必須の課題 ::
1. 地震から3ヶ月の報告文によると、特別講演をしたのはだれですか。
2. 地震から3ヶ月の報告文の最後の文のあとから、続きを書いてください。

本文 ::
◆ ◆ ◆ ◆ ◆ ◆ ◆
地震から3ヶ月:発生研からのご報告 2016.7.14

 

これまでの所長メッセージ
地震から復旧途上(2016.5.2)
熊本地震から11日(2016.4.25)
発生研内外の皆様へ(2916.4.19)
発生研及び全国の皆様へ(2016.4.15)
Be smart. Stay foolish. (2016.4.14)

Photos of the institute after the Kumamoto earthquake 2016

 

 

早いものであれから3ヶ月経ちました。この4月に所長になったばかりの私にとって、地震直後の対応は自分の限界を越えるものでしたが、所員の皆様のおかげで何とか乗り切れました。あの毎日昼の会議とそれに引き続く共同作業は発生研メンバーの結束をさらに強くしたと思います。普段ピペットより重いものを持たない我々研究者が、床を覆い尽くす重い機器や実験台を持ち上げ、漏水で床下に池のように溜まった水をバケツで汲み出し、細胞保存用の液体窒素を階段で運び上げました。全国から届く水や食料、お菓子は持ち寄って、皆でありがたくいただきました。所内の復旧を進めつつ、現状を定期的に文部科学省に報告し、テレビや新聞の取材も受けました。全国附置研・センター長会議では地震後の状況説明を行い、その縁で東大地震研の先生による特別講演も開催できました(満員でした)。
◆ ◆ ◆ ◆ ◆ ◆ ◆
データの行 ::
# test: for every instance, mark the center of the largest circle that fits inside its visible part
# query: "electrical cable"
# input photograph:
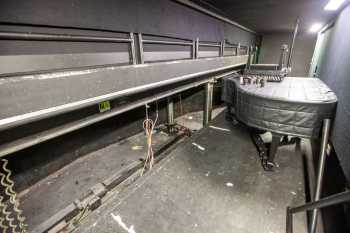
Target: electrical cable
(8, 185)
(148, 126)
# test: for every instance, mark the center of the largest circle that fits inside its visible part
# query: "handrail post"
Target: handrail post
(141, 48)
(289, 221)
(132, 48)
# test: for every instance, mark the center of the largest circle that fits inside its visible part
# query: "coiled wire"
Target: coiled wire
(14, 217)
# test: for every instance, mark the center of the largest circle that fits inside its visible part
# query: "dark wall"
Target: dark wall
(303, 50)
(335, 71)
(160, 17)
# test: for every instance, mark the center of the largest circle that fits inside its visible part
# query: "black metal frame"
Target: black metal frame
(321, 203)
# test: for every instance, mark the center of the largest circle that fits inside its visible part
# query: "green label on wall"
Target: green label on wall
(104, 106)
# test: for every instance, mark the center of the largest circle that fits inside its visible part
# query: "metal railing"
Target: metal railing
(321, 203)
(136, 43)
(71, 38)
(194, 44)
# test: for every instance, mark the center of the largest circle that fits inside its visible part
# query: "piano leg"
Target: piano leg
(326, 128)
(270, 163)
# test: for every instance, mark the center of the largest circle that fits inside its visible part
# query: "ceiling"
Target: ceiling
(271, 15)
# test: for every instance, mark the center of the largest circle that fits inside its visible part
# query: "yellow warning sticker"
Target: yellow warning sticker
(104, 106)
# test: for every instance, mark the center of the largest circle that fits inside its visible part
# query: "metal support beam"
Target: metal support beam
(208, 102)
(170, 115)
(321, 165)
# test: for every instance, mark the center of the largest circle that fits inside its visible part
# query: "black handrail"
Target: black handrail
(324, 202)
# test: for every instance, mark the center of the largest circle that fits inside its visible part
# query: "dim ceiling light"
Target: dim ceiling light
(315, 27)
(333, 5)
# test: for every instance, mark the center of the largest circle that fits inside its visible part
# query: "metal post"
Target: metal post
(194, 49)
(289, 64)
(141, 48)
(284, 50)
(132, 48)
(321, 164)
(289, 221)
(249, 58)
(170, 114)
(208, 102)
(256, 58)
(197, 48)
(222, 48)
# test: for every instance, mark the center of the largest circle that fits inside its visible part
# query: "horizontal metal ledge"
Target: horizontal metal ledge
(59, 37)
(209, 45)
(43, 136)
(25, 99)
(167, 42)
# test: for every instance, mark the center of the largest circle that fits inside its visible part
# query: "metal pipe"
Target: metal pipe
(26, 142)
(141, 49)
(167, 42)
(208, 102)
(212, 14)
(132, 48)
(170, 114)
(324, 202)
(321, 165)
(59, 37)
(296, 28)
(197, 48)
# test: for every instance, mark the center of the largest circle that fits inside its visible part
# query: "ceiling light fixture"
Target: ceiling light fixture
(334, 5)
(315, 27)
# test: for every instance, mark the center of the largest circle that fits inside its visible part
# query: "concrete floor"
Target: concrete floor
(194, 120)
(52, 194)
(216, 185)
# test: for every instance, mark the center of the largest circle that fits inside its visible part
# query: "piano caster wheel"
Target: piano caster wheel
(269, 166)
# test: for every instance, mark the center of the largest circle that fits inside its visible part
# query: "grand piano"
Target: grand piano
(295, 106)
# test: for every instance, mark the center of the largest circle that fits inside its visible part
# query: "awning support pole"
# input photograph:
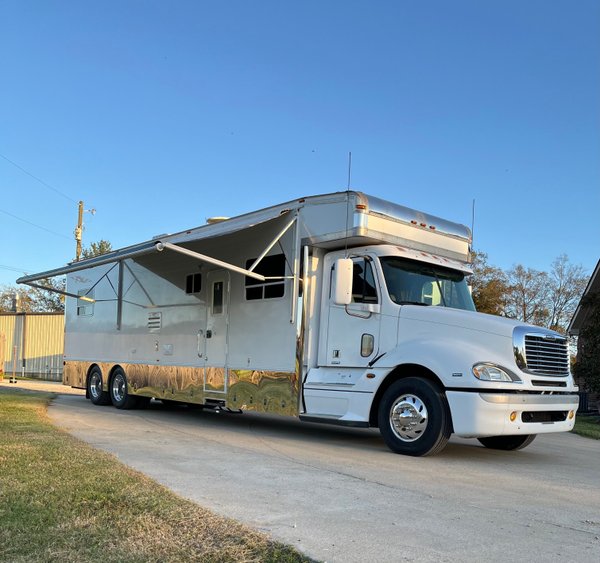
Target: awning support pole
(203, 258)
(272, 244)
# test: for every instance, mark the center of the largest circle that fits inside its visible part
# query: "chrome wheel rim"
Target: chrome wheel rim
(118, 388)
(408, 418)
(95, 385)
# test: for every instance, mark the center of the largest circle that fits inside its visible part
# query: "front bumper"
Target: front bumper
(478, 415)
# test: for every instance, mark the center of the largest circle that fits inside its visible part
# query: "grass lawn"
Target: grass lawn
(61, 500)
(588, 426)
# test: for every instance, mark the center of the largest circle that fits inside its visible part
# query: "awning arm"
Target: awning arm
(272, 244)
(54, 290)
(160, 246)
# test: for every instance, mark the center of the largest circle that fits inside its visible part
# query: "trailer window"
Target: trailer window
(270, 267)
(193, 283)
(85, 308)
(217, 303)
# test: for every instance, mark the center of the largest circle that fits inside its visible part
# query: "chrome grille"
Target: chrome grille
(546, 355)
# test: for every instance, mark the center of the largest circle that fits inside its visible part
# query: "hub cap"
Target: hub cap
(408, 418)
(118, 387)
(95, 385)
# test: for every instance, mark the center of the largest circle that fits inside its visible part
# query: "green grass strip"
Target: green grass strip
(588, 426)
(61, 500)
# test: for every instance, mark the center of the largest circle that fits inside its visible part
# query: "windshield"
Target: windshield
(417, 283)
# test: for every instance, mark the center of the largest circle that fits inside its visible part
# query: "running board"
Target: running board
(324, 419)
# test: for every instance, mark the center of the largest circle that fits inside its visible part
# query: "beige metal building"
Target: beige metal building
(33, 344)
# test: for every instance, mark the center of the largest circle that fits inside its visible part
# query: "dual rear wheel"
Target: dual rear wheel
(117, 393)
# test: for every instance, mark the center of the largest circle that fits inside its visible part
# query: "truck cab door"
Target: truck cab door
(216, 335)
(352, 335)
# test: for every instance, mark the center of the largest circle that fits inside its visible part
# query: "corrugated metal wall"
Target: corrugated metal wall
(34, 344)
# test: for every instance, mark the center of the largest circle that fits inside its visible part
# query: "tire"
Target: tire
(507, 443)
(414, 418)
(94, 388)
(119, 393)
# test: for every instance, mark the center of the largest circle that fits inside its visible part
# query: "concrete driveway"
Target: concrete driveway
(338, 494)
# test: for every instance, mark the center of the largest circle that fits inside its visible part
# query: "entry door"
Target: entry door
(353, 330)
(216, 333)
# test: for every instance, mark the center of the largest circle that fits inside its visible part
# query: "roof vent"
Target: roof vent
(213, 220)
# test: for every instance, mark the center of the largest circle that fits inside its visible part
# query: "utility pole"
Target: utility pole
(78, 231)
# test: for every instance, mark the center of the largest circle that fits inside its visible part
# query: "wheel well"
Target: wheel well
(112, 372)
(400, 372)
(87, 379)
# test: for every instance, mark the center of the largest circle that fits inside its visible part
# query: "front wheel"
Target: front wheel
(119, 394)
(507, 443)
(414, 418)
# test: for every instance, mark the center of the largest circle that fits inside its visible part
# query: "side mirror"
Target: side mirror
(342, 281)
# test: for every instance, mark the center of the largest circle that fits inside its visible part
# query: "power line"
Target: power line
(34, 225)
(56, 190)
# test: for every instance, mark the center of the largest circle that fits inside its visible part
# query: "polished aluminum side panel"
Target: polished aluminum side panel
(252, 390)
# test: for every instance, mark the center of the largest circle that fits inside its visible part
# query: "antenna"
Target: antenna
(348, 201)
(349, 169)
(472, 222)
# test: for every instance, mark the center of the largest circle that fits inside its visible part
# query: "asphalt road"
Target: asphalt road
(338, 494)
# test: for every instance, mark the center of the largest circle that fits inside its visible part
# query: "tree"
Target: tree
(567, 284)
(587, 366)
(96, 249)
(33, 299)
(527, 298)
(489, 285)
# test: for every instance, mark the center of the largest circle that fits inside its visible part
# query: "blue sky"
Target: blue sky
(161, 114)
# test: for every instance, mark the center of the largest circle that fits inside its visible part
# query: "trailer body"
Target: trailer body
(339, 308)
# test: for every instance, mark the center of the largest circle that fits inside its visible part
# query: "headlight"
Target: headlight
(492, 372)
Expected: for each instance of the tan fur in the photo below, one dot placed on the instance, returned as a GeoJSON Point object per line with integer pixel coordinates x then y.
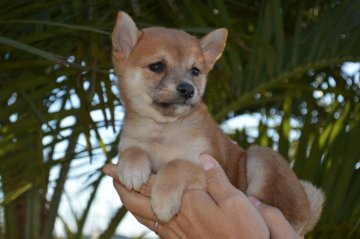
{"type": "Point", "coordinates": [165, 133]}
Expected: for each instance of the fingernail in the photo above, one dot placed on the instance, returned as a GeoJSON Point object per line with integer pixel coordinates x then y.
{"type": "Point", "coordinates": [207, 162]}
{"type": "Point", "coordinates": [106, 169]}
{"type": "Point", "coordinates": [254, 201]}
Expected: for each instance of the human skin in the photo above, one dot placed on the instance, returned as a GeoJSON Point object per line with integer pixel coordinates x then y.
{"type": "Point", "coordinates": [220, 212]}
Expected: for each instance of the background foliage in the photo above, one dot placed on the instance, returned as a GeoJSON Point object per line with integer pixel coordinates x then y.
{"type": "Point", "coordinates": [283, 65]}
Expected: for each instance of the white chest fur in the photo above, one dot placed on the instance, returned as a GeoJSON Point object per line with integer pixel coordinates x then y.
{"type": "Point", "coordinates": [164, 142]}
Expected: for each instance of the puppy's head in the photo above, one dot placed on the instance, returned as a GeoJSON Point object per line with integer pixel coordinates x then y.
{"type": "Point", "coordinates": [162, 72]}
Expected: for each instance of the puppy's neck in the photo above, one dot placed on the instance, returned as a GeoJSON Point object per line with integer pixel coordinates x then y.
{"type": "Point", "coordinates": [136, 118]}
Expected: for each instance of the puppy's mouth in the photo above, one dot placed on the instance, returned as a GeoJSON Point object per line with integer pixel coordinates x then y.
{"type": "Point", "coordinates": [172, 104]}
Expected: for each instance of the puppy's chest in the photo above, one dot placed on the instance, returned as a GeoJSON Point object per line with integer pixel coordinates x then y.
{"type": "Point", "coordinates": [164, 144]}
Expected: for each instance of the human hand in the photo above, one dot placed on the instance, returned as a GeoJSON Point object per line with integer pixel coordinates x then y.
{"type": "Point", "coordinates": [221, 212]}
◆ ◆ ◆ ◆ ◆ ◆ ◆
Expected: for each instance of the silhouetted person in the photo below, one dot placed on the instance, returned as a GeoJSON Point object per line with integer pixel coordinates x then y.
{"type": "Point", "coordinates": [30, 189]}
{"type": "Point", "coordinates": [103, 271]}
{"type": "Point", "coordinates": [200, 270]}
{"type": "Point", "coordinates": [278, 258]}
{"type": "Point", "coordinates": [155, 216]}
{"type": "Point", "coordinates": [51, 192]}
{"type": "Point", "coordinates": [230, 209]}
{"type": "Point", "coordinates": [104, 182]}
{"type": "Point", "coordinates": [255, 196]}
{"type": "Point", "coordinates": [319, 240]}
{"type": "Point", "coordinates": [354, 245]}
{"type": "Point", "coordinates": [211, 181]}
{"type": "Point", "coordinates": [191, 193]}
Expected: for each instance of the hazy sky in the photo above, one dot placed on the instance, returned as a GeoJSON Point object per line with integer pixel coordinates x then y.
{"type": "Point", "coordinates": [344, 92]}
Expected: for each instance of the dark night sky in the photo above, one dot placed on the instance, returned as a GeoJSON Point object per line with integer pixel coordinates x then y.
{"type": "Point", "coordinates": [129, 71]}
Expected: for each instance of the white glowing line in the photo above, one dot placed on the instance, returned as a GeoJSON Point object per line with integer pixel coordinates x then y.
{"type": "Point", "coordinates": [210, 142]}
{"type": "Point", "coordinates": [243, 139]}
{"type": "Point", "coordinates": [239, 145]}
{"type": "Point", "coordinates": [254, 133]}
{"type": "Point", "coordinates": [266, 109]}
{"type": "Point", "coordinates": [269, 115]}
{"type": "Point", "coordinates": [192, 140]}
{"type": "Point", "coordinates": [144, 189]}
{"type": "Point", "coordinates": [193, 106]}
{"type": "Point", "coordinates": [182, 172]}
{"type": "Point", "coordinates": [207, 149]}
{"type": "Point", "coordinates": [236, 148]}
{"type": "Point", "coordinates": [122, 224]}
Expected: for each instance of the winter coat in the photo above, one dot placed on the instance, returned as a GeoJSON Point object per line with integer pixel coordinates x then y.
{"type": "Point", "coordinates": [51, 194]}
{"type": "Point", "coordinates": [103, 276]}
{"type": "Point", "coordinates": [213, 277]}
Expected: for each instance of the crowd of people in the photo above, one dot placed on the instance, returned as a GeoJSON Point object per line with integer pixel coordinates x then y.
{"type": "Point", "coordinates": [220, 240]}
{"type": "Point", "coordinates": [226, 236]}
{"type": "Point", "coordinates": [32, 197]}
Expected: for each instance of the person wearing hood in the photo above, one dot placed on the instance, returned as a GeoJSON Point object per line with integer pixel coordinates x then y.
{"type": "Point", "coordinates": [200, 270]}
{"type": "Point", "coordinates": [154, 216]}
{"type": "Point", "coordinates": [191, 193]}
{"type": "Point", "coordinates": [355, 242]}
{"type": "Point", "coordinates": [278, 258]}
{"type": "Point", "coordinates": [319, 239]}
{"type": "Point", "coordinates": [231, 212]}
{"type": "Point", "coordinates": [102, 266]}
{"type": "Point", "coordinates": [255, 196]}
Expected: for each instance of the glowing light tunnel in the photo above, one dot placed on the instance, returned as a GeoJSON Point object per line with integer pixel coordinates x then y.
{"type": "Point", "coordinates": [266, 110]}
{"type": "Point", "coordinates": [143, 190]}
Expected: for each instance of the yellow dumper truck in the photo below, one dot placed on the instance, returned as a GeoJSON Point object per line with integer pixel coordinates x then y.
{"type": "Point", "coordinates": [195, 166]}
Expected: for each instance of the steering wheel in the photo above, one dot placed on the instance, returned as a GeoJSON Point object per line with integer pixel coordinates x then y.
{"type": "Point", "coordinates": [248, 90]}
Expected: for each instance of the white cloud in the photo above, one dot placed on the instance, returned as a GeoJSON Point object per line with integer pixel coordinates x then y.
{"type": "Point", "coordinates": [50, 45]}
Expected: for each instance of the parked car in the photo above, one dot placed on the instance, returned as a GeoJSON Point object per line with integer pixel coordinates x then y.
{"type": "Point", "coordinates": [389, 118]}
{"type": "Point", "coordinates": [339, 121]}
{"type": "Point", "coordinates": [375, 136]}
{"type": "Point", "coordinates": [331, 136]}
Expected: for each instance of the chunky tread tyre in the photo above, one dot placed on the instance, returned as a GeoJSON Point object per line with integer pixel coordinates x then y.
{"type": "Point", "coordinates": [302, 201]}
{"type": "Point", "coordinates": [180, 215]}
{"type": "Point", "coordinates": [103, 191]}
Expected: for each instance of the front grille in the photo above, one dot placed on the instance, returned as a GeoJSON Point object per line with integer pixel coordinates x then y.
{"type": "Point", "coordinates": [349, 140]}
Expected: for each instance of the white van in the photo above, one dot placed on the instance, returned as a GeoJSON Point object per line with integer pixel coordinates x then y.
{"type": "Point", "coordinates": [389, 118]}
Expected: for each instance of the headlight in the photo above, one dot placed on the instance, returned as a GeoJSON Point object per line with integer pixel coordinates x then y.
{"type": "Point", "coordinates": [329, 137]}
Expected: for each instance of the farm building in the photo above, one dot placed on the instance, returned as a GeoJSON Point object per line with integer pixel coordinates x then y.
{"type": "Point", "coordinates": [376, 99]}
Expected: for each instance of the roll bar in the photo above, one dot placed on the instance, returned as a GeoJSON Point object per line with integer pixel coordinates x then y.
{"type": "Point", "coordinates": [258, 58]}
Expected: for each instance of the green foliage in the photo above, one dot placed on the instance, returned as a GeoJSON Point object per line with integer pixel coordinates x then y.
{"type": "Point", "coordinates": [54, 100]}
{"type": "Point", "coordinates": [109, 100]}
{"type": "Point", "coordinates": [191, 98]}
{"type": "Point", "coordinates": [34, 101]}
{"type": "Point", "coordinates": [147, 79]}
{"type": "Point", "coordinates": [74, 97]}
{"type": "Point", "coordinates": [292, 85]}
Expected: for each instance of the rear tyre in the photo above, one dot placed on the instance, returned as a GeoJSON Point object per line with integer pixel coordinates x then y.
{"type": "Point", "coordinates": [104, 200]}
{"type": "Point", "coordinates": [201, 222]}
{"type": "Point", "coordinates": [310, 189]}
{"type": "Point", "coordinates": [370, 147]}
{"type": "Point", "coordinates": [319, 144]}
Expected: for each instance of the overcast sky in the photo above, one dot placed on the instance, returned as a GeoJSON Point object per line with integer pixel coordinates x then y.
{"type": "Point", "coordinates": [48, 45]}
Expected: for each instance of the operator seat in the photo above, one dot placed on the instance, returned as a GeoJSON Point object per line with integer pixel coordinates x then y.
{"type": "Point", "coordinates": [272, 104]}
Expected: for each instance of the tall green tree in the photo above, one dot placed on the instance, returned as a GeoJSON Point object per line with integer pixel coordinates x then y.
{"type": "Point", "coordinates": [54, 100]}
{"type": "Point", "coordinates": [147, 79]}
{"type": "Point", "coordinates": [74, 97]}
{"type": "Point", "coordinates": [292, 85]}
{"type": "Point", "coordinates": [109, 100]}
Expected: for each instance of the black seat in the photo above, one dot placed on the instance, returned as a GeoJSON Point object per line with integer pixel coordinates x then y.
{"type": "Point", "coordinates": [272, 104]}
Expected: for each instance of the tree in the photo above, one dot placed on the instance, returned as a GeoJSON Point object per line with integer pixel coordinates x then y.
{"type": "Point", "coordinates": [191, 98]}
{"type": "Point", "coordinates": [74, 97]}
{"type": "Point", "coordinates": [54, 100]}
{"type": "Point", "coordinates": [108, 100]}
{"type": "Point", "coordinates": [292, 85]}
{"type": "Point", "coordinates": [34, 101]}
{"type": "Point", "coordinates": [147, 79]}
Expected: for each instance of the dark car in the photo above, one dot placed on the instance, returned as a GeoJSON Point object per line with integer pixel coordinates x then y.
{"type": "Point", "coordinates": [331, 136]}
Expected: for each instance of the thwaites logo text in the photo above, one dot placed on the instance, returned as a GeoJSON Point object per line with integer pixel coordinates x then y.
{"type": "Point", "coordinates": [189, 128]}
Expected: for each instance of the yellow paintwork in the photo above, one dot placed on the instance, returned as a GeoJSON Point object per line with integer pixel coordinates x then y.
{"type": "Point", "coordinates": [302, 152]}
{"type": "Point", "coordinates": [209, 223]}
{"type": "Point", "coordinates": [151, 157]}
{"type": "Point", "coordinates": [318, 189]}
◆ ◆ ◆ ◆ ◆ ◆ ◆
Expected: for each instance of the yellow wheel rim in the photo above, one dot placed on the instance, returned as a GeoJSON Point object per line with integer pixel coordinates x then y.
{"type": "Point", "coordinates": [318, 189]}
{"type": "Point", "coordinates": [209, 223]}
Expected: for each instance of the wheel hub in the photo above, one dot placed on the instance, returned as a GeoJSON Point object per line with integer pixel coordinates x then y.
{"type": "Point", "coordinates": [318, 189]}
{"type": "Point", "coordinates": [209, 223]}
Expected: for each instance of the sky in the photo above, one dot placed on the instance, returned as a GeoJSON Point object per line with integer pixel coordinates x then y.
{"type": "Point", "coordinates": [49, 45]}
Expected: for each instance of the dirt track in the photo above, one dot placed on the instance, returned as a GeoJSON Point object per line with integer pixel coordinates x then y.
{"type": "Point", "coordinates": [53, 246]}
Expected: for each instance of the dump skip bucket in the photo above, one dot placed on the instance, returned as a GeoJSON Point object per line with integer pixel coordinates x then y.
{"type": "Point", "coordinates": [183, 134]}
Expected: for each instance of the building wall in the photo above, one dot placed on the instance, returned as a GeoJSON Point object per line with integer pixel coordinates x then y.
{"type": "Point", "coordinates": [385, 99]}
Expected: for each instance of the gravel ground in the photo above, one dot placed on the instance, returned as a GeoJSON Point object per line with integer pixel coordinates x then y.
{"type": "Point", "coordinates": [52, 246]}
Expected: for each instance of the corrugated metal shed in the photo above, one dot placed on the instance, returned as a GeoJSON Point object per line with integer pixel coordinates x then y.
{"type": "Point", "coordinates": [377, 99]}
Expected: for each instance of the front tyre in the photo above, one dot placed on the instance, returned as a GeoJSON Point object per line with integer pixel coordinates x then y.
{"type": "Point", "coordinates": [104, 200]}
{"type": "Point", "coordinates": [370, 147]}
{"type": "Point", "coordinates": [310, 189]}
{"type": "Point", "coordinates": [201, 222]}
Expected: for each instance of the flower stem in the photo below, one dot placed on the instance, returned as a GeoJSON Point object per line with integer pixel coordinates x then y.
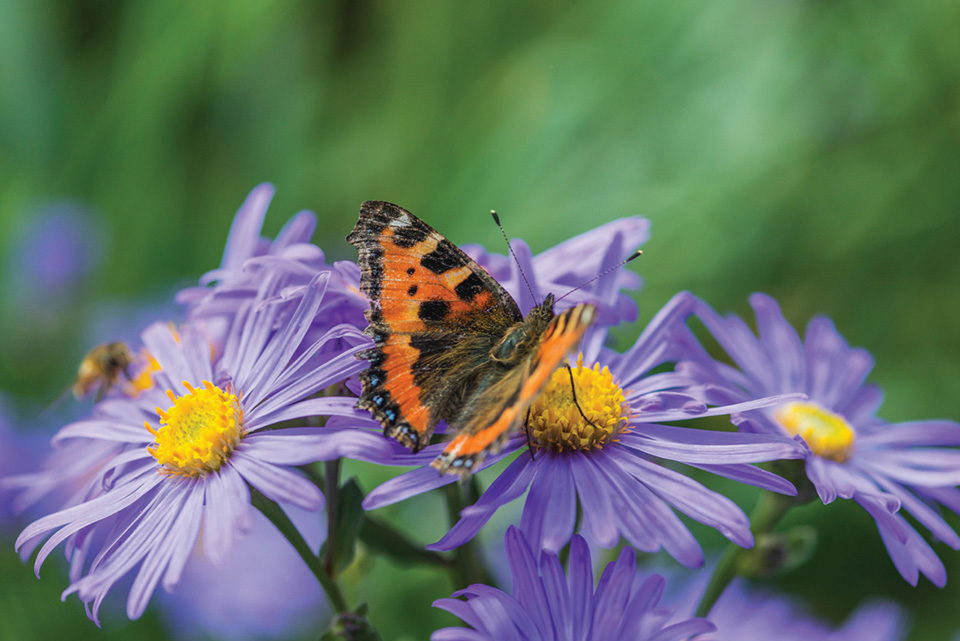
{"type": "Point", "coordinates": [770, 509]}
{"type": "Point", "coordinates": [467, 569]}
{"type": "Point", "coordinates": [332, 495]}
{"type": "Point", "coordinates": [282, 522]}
◆ ◆ ◆ ◆ ◆ ◆ ◆
答えの記入 ::
1. 東大地震研の先生です。

2.
 

発生研の建物はいまだ地震直後のままで、外壁はひび割れ、窓は動きません。エレベーター2基のうち1つは稼働しておらず、高額機器も壊れたままのものが多いです。しかし人間とは不思議なもので、だんだん見慣れてくるものです。余震もかなり減って、夜叩き起こされることも少なくなり、気力・体力が戻ってきました。細胞培養やマウスの交配など基本的な実験は元に戻りつつありますし、外部から講師をお呼びする最先端研究セミナーも毎週開催しています。

 

研究室のスタッフ、リエゾンラボ研究推進施設のメンバー、事務部、業者の方々など多くの皆様の努力により、機器の被害状況はほぼ明らかになりました。そもそも直るか直らないかわからない状態から一つ一つ見積もりをとる作業は困難を極めましたが、何とか乗り越えて、膨大な件数の購入・修理交渉が進行しています。これからも多くの手続きが必要ですが、着実にこなしていくことで、年度内には何とかしたいと考えています。建物の修理方針についても、8月中(遅くとも9月)には説明会が開かれるはずです。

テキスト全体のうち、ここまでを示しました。